## [抜粋文]
▬▬▬▬▬▬

1チームしか勝ち上がることができない残酷トーナメントであるという点に、まずゾワゾワする。日本を担うサッカー選手を育てるという大義よりも、負ければ地獄で、ほとんど全チームがいずれ地獄に落ちるというアングルを用意し、地獄に落ちた人達のリアクションを見世物にしているという演出になんだか納得がいかない。
聞いてみると、スタジアムまで観戦に来ていたり、テレビで毎年視聴している人の中にも、演出については賛同できないという人も多いのだそうだ。
それがプロであればいい。ちゃんと報酬を得ているわけだから。しかし、学生にそれをやらせるのはどうなんだろうか。収益が全部、サッカー界の未来のために使われるということになるわけでもないだろうし。これは甲子園や、アメリカのNCAAでもそうなのだが、学生を見世物にして金を稼ぐことの大義名分はどこにあるのだろうかと考えてしまう。実際にNCAAでもそういう議論はあったはずだ。
一方で、学生としては、プロでもないのにプロと同じように注目されるという体験をすることができる。そういう意味では憧れる学生がいるのも至極当然だし、どうせやるなら注目されたいというのも自然な感情だろうと思う。
ただ、ぼくとしては、「注目されたければプロを目指せ」と言いたいところではある。高校生の間しか出れない大会に出場して、そこで注目を集めることが人生に目的になってはいけない。通過点としては良いが、最終目的のように考えてしまってはならないのだ。
もちろん、すべてが終わった後で、新たな夢を描くこともできるだろう。しかし、大切なのは夢が叶う前、夢が終わる前に、新しい夢を描いていることだと思っている。「高校サッカーなんか通過点だよ。だってぼくにはもっとやりたいことがいっぱいあるから」と言ってくれる方が「これでぼくのサッカー人生は終わりました」と言われるよりも気分がいい。
サッカー人生なんて、その後何年でも続けることはできる。
ぼくなんかは救いがないほどサッカーが下手クソだけど、自分はまだ現役プレイヤーだと思っているし、試合のときは全力を尽くしてプレイしている。まだぼくのサッカー人生ですら終わってはいない。趣味として楽しむことも出来るし、アマチュア選手だってできるし、指導者だって、ライターなどのメディア関係者にだってなれる。18歳の若者が「終わった」なんて言っちゃいけないし、そんなことを言わせちゃいけないと思う。
そしてもう一点。やはり、ロッカールームに入ったり、泣いているところを映したりするのは、あんまり見たくない。見てはいけないものを見たような気持ちになってしまう。全力で頑張った人が泣いているのを見るよりも、自分が全力で頑張りたい。ぼくはそう思う。
疑似プロ選手として注目を浴びることができるというエサを用意し、殆ど全てのチームが地獄におちるという残酷トーナメントを設定し、地獄に落ちた若者が泣いて悔しがるところを絵に収めて、見世物として売る。このモデルはあんまり好きになれない。

▬▬▬▬▬▬

## [課題 A]
高校サッカー大会をめぐる文章のうち、「それがプロであればいい。」で始まる段落を、主な内容を残して箇条書きで短くまとめよ。
## [課題 B]
高校サッカー大会をめぐる文章から、「もちろん、すべてが終わった後」という語句のある箇所から書き写し始め、「サッカー人生なんて、その後何年でも続けることはできる。」の後で止めて、一字一句変えずに出力せよ。
## [課題 C]
高校サッカー大会をめぐる文章の最後の一文の後を引き継ぎ、続きを書け。

▬▬▬▬▬▬

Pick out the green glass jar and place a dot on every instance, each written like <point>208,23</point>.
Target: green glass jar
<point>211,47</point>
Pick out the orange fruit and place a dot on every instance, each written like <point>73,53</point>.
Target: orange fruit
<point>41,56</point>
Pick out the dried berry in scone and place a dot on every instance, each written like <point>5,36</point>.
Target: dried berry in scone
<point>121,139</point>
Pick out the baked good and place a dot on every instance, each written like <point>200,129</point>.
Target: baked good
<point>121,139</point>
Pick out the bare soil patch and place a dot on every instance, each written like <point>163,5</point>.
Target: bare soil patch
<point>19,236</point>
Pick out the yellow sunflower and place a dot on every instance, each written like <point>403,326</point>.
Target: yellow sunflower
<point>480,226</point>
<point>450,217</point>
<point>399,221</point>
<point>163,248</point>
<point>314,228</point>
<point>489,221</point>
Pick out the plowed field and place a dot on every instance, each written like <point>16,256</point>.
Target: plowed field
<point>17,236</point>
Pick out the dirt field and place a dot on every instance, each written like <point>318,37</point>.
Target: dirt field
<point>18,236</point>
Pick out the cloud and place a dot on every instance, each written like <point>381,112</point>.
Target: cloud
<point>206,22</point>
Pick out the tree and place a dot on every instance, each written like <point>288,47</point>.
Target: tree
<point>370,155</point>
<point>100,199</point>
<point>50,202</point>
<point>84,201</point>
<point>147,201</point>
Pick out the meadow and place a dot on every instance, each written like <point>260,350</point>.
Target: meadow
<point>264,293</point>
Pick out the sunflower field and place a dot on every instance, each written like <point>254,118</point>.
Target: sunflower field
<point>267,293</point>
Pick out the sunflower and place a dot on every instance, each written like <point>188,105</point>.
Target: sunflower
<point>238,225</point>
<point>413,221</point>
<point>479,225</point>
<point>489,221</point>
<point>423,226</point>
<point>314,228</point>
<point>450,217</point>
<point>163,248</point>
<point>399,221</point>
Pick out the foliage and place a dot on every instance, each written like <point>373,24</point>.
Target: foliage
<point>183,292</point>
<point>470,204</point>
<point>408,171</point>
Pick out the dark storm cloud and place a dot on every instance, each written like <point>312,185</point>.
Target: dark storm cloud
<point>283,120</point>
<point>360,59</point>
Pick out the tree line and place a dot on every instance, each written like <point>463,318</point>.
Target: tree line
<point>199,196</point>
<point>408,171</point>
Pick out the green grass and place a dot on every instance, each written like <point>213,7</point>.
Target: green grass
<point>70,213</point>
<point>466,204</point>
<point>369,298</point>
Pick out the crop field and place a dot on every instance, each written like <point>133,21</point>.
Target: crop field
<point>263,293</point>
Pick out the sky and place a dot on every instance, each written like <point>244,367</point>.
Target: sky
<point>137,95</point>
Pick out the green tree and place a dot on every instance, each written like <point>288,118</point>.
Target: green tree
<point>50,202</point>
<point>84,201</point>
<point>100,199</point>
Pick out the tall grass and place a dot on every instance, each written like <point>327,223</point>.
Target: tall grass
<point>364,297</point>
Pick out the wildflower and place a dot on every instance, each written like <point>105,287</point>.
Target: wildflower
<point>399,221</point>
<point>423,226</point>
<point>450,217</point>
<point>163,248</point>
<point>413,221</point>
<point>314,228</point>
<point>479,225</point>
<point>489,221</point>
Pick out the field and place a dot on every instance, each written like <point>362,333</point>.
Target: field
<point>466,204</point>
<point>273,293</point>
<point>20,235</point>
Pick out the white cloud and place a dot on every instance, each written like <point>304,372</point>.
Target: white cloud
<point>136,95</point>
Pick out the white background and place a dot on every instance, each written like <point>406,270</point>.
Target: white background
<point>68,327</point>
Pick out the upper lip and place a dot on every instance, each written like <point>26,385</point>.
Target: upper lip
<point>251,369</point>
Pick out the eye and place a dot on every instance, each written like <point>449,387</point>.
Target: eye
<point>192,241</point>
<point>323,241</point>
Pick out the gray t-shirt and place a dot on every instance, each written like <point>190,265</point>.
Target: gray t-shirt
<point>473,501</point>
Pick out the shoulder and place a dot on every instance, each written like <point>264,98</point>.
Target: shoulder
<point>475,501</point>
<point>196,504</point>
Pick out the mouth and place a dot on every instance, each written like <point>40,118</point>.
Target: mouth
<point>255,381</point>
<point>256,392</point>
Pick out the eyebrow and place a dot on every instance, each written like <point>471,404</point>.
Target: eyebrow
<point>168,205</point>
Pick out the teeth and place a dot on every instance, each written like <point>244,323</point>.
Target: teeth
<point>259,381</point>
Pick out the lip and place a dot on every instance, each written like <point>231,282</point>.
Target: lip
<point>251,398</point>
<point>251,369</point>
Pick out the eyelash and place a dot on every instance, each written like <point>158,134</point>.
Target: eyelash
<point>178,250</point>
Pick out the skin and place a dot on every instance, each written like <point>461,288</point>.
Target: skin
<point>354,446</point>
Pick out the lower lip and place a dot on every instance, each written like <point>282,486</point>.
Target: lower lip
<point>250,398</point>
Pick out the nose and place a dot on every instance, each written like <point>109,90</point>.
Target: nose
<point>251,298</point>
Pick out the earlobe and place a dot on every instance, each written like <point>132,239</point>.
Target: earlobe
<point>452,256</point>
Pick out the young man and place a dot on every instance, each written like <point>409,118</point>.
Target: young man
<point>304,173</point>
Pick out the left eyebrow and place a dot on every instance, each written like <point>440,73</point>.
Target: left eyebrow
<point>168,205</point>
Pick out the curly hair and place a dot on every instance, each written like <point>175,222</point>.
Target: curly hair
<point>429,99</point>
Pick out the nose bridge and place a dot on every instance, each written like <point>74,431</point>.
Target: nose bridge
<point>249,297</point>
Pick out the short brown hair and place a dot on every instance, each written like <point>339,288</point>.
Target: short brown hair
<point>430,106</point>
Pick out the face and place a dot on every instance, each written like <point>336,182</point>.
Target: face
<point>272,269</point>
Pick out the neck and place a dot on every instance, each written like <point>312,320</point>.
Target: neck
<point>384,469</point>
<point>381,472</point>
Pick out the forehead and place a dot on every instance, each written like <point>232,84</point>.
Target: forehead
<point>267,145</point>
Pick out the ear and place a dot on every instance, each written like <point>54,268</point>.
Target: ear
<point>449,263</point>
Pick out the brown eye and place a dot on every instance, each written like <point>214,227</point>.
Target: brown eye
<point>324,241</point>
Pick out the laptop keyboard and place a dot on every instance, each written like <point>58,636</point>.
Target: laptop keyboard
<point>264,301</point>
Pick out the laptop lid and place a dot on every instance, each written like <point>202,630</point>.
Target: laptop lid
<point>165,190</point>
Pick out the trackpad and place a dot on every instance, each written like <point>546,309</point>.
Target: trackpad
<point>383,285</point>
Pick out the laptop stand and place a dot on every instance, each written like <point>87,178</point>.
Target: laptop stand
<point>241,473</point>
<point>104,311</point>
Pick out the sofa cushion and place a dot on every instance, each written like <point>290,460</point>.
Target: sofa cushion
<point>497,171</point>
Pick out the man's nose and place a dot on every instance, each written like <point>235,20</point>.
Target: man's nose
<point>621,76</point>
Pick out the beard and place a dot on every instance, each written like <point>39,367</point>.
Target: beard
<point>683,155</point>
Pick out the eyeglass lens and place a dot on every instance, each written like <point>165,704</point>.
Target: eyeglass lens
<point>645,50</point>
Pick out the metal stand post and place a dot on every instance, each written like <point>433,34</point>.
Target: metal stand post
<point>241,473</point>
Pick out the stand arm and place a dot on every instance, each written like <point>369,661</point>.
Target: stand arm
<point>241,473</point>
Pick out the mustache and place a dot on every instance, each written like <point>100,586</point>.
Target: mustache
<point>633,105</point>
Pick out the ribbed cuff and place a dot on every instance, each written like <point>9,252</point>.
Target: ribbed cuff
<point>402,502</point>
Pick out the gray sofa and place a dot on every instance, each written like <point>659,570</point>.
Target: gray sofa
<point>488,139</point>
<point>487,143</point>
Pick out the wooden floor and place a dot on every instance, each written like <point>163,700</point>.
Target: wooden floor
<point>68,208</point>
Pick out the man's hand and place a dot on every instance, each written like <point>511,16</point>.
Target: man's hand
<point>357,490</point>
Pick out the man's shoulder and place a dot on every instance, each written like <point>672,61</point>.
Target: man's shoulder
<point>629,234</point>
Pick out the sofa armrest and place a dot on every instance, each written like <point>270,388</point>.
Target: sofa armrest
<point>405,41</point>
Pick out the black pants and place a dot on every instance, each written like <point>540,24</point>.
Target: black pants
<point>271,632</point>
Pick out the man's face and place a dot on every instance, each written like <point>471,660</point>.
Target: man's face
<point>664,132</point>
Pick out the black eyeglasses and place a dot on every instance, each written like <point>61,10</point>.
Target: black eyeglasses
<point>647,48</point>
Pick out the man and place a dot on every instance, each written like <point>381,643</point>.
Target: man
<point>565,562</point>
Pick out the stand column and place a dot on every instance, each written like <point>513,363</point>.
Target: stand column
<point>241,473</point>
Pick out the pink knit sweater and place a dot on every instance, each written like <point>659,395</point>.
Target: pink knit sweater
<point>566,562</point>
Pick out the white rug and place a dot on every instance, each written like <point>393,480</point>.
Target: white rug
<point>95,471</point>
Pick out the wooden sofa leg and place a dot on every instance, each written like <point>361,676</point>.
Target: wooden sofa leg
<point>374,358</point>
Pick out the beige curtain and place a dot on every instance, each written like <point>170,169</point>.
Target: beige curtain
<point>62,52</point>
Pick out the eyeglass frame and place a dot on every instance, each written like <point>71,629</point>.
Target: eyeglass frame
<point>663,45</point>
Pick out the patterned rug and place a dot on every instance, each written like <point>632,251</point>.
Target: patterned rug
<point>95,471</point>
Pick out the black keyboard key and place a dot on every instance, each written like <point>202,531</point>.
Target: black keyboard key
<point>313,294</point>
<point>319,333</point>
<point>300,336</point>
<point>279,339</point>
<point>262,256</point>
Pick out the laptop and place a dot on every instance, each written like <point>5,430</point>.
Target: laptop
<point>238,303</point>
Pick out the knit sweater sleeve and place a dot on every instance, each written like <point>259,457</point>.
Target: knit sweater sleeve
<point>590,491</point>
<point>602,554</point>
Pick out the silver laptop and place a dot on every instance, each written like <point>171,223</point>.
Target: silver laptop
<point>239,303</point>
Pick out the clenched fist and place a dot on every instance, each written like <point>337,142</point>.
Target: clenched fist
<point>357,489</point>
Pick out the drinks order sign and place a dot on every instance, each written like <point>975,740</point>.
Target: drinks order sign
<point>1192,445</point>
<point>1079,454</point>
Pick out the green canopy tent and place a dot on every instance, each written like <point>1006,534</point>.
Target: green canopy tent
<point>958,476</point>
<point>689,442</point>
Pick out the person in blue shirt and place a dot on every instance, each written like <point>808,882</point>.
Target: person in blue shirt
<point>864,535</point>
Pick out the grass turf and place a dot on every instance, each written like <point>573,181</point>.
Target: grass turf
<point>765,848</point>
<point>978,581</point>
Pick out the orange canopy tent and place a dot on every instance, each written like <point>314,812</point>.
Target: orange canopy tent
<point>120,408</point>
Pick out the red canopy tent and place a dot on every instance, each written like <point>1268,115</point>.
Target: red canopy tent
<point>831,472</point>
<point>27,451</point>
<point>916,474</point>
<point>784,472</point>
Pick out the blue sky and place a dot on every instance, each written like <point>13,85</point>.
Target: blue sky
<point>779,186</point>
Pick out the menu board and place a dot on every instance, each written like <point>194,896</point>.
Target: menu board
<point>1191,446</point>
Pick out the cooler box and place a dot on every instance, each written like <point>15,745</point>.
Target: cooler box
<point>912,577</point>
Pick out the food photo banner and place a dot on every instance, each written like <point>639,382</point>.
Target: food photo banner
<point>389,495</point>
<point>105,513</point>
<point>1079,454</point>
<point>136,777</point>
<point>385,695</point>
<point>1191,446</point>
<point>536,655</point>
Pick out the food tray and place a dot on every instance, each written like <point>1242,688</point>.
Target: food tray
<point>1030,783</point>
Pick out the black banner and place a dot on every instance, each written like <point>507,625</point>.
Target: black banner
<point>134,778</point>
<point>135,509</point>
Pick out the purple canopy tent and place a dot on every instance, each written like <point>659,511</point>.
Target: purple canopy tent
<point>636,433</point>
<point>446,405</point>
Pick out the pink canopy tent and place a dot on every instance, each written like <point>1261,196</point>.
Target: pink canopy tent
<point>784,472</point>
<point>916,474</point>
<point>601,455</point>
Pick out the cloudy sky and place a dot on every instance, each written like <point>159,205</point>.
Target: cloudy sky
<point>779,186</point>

▬▬▬▬▬▬

## [解答 A]
- プロであれば報酬を得ているので、見世物にされてもかまわない。
- しかし、学生にそれをやらせることには疑問がある。
- 収益がすべてサッカー界の未来のために使われるわけでもないだろう。
- 甲子園やアメリカのNCAAについても、学生を見世物にして金を稼ぐことの大義名分はどこにあるのかと考えてしまう。
- NCAAでも実際にそうした議論はあったはずだ。

## [解答 B]
もちろん、すべてが終わった後で、新たな夢を描くこともできるだろう。しかし、大切なのは夢が叶う前、夢が終わる前に、新しい夢を描いていることだと思っている。「高校サッカーなんか通過点だよ。だってぼくにはもっとやりたいことがいっぱいあるから」と言ってくれる方が「これでぼくのサッカー人生は終わりました」と言われるよりも気分がいい。
サッカー人生なんて、その後何年でも続けることはできる。

## [解答 C]
一方で、高校サッカー自体はとても面白かった。そこは認めないといけない。
「たとえ明日からサッカーができなくなったとしても、どれだけ大けがをすることになろうとも、最後の最後まで全力で走る」
という姿勢は、プロにはできないことだ。
あまり奨励するべきだとも思えないが、実際に目にすると心を奪われるのも事実だ。
しかし、高校サッカーに対するアングルが自分の中では釈然としなかった。
1つの救いは帰り道に
準決勝の2試合が終わると「うーん、高校サッカーはどうやって見るべきなんだろうね」そんな気持ちを抱えたまま席を立った。
帰り道は、例によって渋滞し門を出るまで時間がかかる。
そこで、すぐ後ろにいた子供達が話しているのが聞こえてきた。
「準決勝は、1試合目のほうが面白かったよね」
「いや、俺は2試合目のほうが勉強になった。星陵はボールの取り所をしっかりチームで意識してるのが良かった。」
「なるほど!!確かにあれは俺らもやらないとだな」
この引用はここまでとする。